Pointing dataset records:

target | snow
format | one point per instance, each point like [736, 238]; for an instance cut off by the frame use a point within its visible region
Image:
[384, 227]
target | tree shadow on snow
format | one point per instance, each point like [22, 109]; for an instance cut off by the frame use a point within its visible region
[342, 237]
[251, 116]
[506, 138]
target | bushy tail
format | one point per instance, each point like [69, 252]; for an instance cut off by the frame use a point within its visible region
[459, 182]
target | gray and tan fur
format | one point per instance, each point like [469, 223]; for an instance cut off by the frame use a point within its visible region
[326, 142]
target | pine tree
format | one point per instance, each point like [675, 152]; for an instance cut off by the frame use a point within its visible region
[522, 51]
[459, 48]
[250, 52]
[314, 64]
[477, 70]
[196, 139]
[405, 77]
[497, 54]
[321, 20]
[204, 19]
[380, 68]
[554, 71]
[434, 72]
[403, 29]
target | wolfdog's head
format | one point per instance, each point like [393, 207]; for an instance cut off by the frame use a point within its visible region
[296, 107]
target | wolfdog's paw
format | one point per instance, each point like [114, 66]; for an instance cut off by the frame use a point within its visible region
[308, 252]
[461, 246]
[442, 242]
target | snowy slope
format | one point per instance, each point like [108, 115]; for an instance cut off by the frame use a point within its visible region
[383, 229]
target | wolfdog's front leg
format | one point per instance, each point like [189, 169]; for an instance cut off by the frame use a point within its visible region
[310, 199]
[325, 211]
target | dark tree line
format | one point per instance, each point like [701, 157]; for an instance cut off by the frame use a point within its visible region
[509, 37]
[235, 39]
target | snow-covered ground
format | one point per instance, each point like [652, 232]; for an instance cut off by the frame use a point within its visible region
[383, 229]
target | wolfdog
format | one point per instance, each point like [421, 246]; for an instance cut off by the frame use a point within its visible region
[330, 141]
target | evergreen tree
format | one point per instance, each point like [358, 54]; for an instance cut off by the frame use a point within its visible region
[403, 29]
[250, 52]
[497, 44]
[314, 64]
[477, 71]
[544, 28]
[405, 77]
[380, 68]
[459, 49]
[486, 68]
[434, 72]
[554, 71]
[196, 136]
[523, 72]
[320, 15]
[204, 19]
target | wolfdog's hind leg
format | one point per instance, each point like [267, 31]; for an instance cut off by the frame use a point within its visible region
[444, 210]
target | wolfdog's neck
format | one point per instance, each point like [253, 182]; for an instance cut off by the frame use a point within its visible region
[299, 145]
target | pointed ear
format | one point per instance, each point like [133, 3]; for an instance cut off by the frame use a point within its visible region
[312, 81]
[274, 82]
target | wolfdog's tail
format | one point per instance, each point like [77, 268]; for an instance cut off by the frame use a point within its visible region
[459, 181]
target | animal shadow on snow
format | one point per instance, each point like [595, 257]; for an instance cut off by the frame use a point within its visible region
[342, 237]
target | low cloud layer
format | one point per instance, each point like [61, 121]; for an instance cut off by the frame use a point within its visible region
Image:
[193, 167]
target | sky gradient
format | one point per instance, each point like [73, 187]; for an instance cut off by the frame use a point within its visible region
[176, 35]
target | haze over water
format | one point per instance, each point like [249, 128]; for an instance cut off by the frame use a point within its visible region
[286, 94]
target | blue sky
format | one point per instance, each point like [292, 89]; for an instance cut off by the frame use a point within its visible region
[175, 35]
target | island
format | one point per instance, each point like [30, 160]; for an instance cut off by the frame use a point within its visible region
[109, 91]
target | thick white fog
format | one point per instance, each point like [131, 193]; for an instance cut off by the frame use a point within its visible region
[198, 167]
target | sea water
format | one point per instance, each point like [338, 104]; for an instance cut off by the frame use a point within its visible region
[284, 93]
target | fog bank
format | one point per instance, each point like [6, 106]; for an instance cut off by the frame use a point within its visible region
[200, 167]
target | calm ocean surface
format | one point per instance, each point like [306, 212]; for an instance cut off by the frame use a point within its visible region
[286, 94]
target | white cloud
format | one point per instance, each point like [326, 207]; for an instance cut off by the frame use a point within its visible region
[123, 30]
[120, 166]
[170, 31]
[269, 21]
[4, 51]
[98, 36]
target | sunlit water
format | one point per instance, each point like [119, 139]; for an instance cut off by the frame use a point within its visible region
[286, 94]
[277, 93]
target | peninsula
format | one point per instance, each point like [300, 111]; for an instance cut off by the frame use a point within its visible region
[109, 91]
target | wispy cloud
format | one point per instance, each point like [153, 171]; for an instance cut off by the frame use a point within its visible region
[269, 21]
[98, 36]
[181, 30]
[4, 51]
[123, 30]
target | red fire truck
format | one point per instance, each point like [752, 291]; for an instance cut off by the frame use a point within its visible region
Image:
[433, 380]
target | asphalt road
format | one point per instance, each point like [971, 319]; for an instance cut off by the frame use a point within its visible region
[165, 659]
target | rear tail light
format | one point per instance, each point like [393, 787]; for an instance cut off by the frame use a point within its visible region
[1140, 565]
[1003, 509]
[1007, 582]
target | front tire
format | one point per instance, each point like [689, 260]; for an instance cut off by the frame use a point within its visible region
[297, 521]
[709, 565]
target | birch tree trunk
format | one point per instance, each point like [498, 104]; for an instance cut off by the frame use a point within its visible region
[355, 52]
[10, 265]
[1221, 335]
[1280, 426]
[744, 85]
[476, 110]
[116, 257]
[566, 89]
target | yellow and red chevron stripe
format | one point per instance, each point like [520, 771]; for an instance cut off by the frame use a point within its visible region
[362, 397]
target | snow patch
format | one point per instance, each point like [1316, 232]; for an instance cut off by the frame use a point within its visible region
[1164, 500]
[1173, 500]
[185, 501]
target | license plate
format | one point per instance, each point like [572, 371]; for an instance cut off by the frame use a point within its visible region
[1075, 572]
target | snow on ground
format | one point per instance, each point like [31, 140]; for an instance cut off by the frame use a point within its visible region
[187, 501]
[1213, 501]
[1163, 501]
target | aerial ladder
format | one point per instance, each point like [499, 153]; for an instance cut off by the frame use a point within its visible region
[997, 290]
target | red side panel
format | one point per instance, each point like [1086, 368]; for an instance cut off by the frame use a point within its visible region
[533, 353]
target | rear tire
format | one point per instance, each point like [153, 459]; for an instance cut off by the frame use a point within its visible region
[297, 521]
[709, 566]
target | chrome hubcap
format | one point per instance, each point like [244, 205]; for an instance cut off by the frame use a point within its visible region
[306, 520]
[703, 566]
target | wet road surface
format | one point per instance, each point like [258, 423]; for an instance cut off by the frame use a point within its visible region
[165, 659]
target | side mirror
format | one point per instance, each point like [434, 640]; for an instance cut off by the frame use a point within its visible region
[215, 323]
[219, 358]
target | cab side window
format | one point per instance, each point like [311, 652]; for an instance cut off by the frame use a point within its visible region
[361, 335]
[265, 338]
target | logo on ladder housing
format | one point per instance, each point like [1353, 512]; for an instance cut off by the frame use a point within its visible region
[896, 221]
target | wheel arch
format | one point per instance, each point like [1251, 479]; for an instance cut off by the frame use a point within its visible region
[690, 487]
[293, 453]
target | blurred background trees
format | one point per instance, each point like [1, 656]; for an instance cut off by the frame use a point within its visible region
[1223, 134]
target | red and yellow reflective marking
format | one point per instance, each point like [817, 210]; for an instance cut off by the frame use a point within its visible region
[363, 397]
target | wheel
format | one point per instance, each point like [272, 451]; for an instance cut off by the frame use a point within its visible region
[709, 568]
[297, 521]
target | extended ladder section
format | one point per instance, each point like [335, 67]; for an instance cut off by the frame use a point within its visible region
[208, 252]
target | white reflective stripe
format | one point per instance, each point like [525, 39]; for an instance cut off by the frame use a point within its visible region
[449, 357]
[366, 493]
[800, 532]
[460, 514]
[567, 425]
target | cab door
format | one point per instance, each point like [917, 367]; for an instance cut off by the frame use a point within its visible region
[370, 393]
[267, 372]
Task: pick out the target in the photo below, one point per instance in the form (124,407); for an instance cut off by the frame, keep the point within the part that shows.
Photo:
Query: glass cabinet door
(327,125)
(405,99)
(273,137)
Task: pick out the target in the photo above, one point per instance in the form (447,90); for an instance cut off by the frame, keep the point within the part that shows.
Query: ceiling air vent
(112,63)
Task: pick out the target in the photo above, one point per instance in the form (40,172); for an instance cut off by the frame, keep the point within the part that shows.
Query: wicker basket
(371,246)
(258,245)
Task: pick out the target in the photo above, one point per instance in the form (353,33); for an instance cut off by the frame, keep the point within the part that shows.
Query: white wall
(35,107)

GIVEN EXERCISE:
Render the lines as a JSON list of strings, one string per line and blank lines skipped, beginning at the line that contains "Task: pick out the target in the photo below, one" and stopping at the end of the listing.

FINAL ANSWER:
[
  "Task: pick out the target in the photo below, one point per instance in the form (124,407); for an instance cut off by the frame, keep the point within the part that shows.",
  "Photo:",
  "Query: glass cabinet door",
  "(327,125)",
  "(405,99)",
  "(273,137)",
  "Task: pick out the target in the photo above, one point per instance in the form (447,90); for an instance cut off by the frame, keep the point within the part that shows.",
  "Query: ceiling air vent",
  "(112,63)",
  "Task: pick out the target in the photo above, one point per instance in the form (40,172); for an instance cut off by the frame, keep the point within the part that shows.",
  "Query: wicker basket",
  "(371,246)",
  "(258,245)",
  "Task: pick out the target in the photo above, one point per instance in the form (353,33); for an instance cut off by the frame, keep the point within the part that shows.",
  "Query: white wall",
  "(35,107)"
]